··· RECORDS FOR THE TASK

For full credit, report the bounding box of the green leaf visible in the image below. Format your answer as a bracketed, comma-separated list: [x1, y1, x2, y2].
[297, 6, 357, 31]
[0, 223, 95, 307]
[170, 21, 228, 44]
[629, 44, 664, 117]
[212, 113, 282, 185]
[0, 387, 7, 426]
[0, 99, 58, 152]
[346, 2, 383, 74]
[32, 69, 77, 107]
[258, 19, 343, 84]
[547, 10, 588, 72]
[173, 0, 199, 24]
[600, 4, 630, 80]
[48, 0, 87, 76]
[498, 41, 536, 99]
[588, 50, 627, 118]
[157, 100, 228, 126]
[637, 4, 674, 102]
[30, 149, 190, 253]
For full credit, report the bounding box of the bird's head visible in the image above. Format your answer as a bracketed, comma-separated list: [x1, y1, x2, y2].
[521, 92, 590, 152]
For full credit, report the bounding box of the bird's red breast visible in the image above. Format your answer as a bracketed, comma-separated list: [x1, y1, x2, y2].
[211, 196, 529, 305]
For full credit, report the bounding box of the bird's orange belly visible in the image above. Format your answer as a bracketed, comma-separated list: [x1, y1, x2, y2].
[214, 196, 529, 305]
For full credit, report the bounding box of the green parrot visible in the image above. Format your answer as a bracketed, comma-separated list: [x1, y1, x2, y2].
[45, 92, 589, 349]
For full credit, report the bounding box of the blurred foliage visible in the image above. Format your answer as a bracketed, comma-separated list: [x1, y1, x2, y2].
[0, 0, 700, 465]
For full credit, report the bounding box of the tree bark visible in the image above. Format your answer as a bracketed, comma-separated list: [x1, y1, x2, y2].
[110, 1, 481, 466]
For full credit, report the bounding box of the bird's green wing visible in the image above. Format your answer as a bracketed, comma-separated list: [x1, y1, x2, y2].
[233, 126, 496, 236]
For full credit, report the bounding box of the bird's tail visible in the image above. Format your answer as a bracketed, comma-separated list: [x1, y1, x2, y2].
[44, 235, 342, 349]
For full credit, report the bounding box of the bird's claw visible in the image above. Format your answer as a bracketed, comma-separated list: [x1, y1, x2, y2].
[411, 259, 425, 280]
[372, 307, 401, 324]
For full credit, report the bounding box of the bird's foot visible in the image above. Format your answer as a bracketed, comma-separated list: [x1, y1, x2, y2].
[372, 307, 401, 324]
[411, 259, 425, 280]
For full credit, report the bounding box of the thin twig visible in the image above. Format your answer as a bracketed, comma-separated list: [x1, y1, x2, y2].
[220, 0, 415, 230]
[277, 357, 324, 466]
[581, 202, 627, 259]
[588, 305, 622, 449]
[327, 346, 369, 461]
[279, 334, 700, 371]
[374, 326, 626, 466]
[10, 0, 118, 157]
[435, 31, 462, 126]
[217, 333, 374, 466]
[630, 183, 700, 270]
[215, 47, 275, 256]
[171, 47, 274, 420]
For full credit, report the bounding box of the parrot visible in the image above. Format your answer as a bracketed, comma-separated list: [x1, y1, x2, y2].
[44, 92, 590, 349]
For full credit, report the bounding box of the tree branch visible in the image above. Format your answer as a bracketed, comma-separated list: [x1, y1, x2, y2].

······

DIRECTIONS. Could you convert the stretch of records from the line containing "For full credit, report the bounding box of the blurred" through the line containing "[171, 47, 274, 420]", both included, into a Markdown table with columns "Row" and "Text", omitting any blank lines?

FINISHED ANSWER.
| Row | Text |
|---|---|
| 1 | For full credit, report the bounding box of the blurred foliage visible in the image above. Format your answer as a bracketed, comma-separated list: [x1, y1, x2, y2]. |
| 2 | [0, 0, 700, 465] |
| 3 | For full credit, report the bounding box of the tree bark visible in the image above. Format your answer as a bracketed, comma-separated list: [x1, y1, x2, y2]. |
| 4 | [110, 1, 481, 466] |
| 5 | For full credit, report the bounding box of the bird's green wing visible in the image above. Format your answer as a bracketed, comma-separated list: [x1, y1, x2, y2]. |
| 6 | [233, 126, 496, 236] |
| 7 | For full credit, report the bounding box of the bird's tail visible in the image above. Format your answer as a bracketed, comma-separated list: [x1, y1, x2, y2]. |
| 8 | [44, 235, 342, 349] |
| 9 | For full credit, report the bounding box of the bird's claw visible in the image above. Format your answer as a bracketed, comma-separated list: [x1, y1, x2, y2]. |
| 10 | [411, 259, 425, 280] |
| 11 | [372, 307, 401, 324] |
| 12 | For full credit, report the bounding box of the bird's foot visible in the image above. Format your answer as a bracketed, comma-separated list: [x1, y1, x2, y2]. |
| 13 | [372, 307, 401, 324] |
| 14 | [411, 259, 425, 280] |
| 15 | For full credit, report the bounding box of the thin twig visible in the image above. Format your answer as a bracketed, comma-separated list: [x1, y1, x2, y2]. |
| 16 | [220, 0, 415, 230] |
| 17 | [277, 357, 324, 466] |
| 18 | [581, 202, 627, 259] |
| 19 | [588, 305, 622, 449] |
| 20 | [327, 346, 369, 461] |
| 21 | [279, 334, 700, 371] |
| 22 | [374, 326, 626, 466] |
| 23 | [10, 0, 118, 157] |
| 24 | [435, 31, 462, 126] |
| 25 | [217, 333, 374, 466] |
| 26 | [630, 183, 700, 270] |
| 27 | [215, 47, 275, 256] |
| 28 | [171, 47, 274, 420] |